[Task inputs]

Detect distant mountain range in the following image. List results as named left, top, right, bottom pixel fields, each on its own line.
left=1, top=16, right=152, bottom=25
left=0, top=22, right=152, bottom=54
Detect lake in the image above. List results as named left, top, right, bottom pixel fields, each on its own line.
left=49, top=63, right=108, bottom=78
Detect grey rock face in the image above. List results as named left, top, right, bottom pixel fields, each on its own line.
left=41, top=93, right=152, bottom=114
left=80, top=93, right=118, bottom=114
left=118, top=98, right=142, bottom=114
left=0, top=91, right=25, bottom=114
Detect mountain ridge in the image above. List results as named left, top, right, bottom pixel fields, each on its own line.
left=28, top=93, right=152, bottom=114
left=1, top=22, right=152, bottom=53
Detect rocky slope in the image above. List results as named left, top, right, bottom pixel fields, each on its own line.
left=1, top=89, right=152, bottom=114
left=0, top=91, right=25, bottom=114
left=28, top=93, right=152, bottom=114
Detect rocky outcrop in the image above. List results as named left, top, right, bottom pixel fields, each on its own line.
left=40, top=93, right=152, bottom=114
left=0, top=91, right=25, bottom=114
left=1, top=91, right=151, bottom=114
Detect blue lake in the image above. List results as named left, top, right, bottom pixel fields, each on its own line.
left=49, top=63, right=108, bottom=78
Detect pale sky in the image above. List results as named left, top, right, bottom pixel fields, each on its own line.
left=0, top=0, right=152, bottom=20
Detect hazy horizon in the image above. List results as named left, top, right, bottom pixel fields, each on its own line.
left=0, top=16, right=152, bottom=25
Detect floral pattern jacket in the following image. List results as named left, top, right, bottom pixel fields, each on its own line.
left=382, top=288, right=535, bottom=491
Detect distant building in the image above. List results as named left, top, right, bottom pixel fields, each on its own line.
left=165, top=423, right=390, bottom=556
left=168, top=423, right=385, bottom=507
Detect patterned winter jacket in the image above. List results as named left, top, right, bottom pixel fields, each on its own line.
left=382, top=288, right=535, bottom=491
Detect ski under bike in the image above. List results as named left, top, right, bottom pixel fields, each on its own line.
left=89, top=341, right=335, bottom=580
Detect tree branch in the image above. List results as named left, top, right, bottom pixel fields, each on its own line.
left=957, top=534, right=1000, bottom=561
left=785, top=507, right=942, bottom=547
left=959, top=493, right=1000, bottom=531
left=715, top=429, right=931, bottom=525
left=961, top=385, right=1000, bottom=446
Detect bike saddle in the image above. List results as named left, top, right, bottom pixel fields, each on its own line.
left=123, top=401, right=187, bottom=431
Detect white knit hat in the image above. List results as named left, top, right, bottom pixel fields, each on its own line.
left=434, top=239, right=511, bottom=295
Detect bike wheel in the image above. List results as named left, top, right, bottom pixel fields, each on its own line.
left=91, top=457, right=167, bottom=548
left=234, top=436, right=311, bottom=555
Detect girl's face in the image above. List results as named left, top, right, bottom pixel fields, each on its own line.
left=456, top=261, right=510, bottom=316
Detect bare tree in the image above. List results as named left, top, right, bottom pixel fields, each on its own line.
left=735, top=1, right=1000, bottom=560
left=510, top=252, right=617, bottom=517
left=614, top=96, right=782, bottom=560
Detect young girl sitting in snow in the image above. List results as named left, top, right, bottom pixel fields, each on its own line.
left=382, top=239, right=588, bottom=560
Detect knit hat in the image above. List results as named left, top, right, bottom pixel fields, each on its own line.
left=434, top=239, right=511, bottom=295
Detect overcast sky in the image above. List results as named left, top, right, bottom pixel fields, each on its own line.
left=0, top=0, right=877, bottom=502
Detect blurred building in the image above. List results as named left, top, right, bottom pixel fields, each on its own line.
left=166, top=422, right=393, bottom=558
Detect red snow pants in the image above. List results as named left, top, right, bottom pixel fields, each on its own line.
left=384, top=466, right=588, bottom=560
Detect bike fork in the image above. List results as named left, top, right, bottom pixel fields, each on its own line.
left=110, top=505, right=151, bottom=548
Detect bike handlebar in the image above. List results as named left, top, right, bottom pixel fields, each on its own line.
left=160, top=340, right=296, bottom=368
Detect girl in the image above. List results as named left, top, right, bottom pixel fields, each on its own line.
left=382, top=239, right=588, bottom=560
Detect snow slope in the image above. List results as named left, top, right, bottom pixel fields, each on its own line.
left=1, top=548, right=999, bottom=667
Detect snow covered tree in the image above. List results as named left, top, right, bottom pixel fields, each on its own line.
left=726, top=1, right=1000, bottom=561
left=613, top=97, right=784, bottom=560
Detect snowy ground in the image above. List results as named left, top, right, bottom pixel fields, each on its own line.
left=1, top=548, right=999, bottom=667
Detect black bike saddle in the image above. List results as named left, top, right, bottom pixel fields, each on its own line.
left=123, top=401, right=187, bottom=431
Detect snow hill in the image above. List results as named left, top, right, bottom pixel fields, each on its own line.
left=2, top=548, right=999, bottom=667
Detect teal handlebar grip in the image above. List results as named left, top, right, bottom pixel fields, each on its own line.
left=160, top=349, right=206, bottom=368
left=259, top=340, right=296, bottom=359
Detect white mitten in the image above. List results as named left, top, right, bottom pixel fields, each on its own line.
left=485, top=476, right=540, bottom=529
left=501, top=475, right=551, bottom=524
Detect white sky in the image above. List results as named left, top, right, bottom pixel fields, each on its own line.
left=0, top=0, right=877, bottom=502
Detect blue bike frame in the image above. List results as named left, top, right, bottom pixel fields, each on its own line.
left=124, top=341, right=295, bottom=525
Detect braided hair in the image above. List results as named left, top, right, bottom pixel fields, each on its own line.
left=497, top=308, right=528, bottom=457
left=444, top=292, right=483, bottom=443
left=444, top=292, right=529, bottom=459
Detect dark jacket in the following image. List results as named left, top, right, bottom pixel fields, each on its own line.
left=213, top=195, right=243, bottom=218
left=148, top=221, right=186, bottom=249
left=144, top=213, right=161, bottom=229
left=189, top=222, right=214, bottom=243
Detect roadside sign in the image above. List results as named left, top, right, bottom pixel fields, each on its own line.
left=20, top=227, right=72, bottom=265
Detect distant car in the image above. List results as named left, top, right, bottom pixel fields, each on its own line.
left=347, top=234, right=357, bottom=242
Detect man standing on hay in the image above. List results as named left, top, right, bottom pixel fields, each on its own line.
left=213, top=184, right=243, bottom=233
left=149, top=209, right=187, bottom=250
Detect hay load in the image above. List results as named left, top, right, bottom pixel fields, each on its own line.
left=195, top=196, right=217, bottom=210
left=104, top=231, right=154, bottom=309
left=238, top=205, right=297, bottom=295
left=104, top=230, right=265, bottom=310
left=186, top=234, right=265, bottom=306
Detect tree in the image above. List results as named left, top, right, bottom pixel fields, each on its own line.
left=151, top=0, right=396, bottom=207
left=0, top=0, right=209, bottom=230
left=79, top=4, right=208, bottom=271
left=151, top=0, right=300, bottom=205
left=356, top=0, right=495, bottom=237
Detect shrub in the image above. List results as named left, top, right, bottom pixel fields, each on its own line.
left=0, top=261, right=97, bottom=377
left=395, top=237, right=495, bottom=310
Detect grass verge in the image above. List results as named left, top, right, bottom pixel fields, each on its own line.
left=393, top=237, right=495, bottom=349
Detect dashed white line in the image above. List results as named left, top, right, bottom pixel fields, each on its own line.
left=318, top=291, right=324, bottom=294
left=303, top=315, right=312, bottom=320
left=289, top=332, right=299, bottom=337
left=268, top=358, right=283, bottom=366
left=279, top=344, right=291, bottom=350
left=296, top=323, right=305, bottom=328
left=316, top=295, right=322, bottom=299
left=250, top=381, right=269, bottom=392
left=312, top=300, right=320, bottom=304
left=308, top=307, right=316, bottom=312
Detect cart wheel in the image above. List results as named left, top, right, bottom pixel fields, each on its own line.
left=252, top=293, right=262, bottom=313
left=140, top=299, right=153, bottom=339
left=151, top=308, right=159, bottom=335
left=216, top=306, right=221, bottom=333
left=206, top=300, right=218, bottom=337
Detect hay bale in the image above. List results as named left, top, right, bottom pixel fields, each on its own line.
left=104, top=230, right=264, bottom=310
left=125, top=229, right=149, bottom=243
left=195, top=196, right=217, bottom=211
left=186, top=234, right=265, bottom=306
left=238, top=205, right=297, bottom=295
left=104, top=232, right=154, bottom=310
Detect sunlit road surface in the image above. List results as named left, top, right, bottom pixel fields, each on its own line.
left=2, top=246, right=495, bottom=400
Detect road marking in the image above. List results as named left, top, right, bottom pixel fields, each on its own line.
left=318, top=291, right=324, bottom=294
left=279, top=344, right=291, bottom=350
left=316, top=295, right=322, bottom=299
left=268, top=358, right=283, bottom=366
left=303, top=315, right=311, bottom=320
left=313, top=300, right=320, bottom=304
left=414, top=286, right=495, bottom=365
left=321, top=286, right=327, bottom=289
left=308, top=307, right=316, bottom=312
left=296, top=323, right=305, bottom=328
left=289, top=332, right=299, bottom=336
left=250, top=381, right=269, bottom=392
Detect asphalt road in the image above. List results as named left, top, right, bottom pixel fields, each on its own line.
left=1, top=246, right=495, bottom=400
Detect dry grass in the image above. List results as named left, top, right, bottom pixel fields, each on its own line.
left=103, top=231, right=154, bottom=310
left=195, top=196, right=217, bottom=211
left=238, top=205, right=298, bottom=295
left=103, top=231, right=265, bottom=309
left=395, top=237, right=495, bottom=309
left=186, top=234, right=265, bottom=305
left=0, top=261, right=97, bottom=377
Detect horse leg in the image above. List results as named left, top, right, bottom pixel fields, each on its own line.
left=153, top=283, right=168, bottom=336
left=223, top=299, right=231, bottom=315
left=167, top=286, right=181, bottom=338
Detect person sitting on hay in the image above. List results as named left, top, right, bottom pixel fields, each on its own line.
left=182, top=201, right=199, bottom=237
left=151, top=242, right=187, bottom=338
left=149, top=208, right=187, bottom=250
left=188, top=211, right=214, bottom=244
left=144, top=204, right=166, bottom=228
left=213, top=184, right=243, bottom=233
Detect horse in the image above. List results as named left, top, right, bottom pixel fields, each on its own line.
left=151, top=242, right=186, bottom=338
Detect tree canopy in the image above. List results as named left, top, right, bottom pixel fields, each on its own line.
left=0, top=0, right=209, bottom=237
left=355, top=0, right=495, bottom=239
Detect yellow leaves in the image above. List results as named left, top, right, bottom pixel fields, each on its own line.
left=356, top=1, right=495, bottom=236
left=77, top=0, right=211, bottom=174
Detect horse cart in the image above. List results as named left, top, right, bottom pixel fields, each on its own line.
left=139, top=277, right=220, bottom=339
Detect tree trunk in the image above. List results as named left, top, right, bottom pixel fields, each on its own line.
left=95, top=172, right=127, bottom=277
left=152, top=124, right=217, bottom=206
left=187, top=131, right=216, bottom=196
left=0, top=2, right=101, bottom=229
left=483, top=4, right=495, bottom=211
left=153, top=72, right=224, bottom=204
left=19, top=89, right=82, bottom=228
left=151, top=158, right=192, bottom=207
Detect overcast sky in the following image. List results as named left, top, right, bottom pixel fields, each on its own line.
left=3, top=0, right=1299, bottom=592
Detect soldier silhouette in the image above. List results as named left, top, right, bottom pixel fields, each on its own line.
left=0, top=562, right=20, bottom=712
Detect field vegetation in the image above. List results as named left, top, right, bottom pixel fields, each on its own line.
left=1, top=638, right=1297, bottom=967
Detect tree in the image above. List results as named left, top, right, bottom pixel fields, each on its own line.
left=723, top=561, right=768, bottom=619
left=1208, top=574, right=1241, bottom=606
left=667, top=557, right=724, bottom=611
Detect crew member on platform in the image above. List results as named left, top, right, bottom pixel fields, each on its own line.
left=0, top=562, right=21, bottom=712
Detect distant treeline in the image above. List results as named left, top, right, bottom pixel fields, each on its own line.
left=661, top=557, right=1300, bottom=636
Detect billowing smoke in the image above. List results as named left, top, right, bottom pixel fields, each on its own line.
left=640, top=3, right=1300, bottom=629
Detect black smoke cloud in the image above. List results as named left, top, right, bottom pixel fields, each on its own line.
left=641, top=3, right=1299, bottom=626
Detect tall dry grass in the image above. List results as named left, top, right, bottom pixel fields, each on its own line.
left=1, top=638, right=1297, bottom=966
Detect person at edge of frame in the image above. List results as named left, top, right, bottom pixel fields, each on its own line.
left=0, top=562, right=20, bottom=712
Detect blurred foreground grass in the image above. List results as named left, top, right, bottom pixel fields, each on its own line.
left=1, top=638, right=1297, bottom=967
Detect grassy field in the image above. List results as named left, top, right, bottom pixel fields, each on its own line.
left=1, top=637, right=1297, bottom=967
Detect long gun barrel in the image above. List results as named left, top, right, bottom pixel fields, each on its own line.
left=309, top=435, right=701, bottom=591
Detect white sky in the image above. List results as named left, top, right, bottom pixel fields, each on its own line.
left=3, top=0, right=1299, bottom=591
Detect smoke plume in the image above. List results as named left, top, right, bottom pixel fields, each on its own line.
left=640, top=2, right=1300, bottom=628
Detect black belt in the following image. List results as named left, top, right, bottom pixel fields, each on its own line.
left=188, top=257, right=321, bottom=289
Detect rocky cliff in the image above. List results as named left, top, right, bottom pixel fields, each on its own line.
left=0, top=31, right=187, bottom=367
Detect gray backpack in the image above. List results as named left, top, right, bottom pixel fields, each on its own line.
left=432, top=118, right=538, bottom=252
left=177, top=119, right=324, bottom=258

[/Task inputs]

> _What the exercise asks_: Only the lines from the one with "Detect rocky cliff" through the final line above belong in the answer, each reproduced word for word.

> _Exercise solution_:
Detect rocky cliff in the image above. List results as named left, top, right, bottom pixel fields, each on its own line.
left=0, top=31, right=187, bottom=367
Detect gray backpack in the image above. List results as named left, top, right, bottom pixel fields, each on its own line.
left=432, top=118, right=538, bottom=252
left=177, top=119, right=324, bottom=258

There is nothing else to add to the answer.